----- Data to process -----
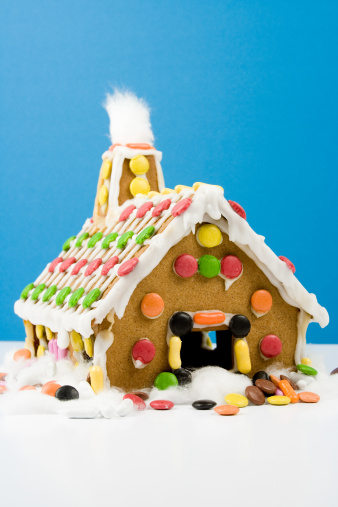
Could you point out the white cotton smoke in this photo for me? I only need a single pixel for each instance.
(129, 118)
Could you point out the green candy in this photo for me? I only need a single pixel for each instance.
(80, 239)
(94, 239)
(66, 245)
(209, 266)
(28, 288)
(49, 293)
(123, 240)
(165, 380)
(37, 291)
(62, 295)
(108, 239)
(145, 234)
(92, 296)
(74, 298)
(307, 370)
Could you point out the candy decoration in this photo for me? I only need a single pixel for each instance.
(289, 264)
(139, 165)
(128, 266)
(126, 212)
(109, 265)
(231, 267)
(152, 305)
(209, 235)
(93, 266)
(75, 297)
(181, 206)
(109, 239)
(49, 293)
(162, 206)
(270, 346)
(62, 295)
(53, 264)
(181, 323)
(144, 235)
(185, 265)
(209, 266)
(37, 291)
(78, 266)
(27, 289)
(66, 245)
(139, 186)
(94, 239)
(143, 209)
(238, 209)
(92, 296)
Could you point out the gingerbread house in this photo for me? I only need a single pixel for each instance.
(138, 290)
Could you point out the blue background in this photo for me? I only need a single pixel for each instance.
(243, 94)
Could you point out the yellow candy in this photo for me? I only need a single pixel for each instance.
(139, 186)
(96, 379)
(139, 165)
(209, 235)
(106, 169)
(175, 344)
(279, 400)
(238, 400)
(242, 356)
(76, 341)
(103, 195)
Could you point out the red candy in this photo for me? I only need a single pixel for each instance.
(66, 263)
(127, 267)
(164, 205)
(53, 264)
(143, 209)
(181, 207)
(161, 404)
(185, 265)
(288, 263)
(78, 266)
(109, 265)
(238, 209)
(126, 213)
(271, 346)
(231, 267)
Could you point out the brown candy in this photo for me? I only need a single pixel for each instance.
(255, 395)
(266, 386)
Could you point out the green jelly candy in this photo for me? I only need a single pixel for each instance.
(74, 298)
(108, 239)
(123, 240)
(80, 239)
(165, 380)
(92, 296)
(62, 295)
(307, 370)
(49, 293)
(27, 289)
(66, 245)
(145, 234)
(209, 266)
(94, 239)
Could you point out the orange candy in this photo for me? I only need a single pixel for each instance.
(261, 301)
(226, 410)
(307, 397)
(208, 319)
(152, 305)
(22, 354)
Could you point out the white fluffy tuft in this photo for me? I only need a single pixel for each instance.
(129, 118)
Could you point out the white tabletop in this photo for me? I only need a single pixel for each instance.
(264, 456)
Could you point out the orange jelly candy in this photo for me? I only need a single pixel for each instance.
(152, 305)
(261, 301)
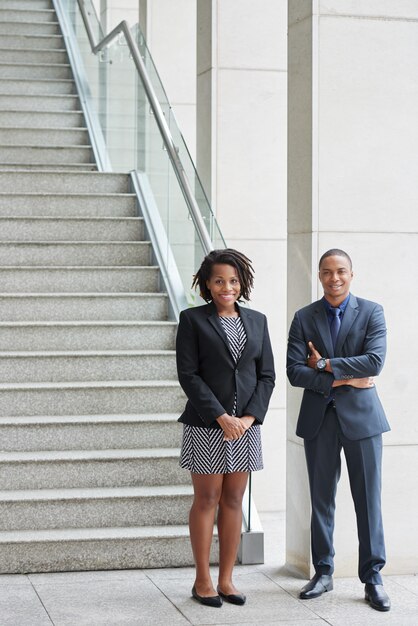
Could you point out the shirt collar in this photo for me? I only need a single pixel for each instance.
(342, 306)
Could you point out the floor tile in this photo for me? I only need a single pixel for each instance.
(20, 606)
(109, 602)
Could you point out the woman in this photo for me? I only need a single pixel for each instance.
(225, 366)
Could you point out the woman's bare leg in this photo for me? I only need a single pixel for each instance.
(207, 492)
(229, 526)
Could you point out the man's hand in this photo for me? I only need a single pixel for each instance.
(313, 357)
(360, 383)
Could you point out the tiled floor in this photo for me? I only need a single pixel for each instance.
(162, 597)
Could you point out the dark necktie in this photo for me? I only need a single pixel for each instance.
-----
#### Task:
Your task is to repeat the data above exactly while excluding the pictures.

#### Solution to the problem:
Could you point out the white cotton smoke in this photo for me? I only need a single pixel for each instance.
(129, 118)
Could you point out the green candy in this photo for me? I only need a single pixel for each instance.
(80, 239)
(94, 239)
(66, 245)
(209, 266)
(28, 288)
(49, 293)
(123, 240)
(165, 380)
(37, 291)
(62, 295)
(108, 239)
(145, 234)
(92, 296)
(74, 298)
(307, 370)
Could you point out the candy decoration in this photo for me? I only need a single pixel for each instance.
(289, 264)
(139, 165)
(128, 266)
(126, 212)
(109, 265)
(231, 267)
(152, 305)
(209, 235)
(93, 266)
(75, 297)
(181, 206)
(109, 239)
(49, 293)
(162, 206)
(270, 346)
(62, 295)
(53, 264)
(181, 323)
(144, 235)
(185, 265)
(209, 266)
(37, 291)
(78, 266)
(27, 289)
(66, 245)
(139, 186)
(94, 239)
(143, 209)
(238, 209)
(92, 296)
Could you point out the gingerbread house in this photo for me? I only need a single pixel for each instance.
(138, 290)
Could you point out the blue background in this photo for me? I only need a single pixel for each instance.
(243, 94)
Could you point out the yellow candy in this photo for me? I only need a single pixel for each instance.
(139, 186)
(96, 379)
(139, 165)
(209, 235)
(106, 169)
(175, 344)
(279, 400)
(238, 400)
(242, 356)
(76, 341)
(103, 195)
Could you point out the red candy in this photo for me? I only need a single pixel for each instance.
(66, 263)
(127, 267)
(164, 205)
(53, 264)
(143, 209)
(181, 207)
(161, 404)
(185, 265)
(288, 263)
(78, 266)
(109, 265)
(238, 209)
(126, 213)
(271, 346)
(231, 267)
Could you point out the brown candy in this photo for me? I only need a single pixel for each instance.
(255, 395)
(266, 386)
Could you point out the green jelly candy in this photo for me? I only need a single pixel for each instance.
(74, 298)
(108, 239)
(123, 240)
(80, 239)
(165, 380)
(92, 296)
(62, 295)
(307, 370)
(49, 293)
(27, 289)
(66, 245)
(145, 234)
(209, 266)
(94, 239)
Could you point out the orange candy in this photo for me? I only need a single pixel for each instance.
(261, 301)
(226, 410)
(307, 397)
(208, 319)
(152, 305)
(22, 354)
Could you point out the white fluffy tuft in this photo for me? I only need a single pixel for each instance.
(129, 118)
Could you point out the white tabletop in this photo for me? I only need a single pixel for each instance.
(264, 456)
Could you point out the orange jelly candy in this photo for me? I only need a single pixel for each instance.
(152, 305)
(261, 301)
Could you point out the shirt collar in this photo for me? I only need a single pixel for each instance.
(342, 306)
Could you point out the floor tile in this photo for me? I only need a single pixel for each instance.
(20, 606)
(109, 602)
Could you point out the woman in this photo for me? I only need a single pixel for each instance.
(225, 366)
Could you point out the woman's bare leg in this photo for me? I only need a single pixel for each instance.
(207, 492)
(229, 526)
Could you point out the man's hand in this photo for me? I only need a single pixel for each instance.
(313, 357)
(360, 383)
Could you point out the tiled floor in this photo for me? I only need a single pixel for each instance.
(162, 597)
Could you point out the dark necktie in this photo for me? I only need a single pixel for each instance.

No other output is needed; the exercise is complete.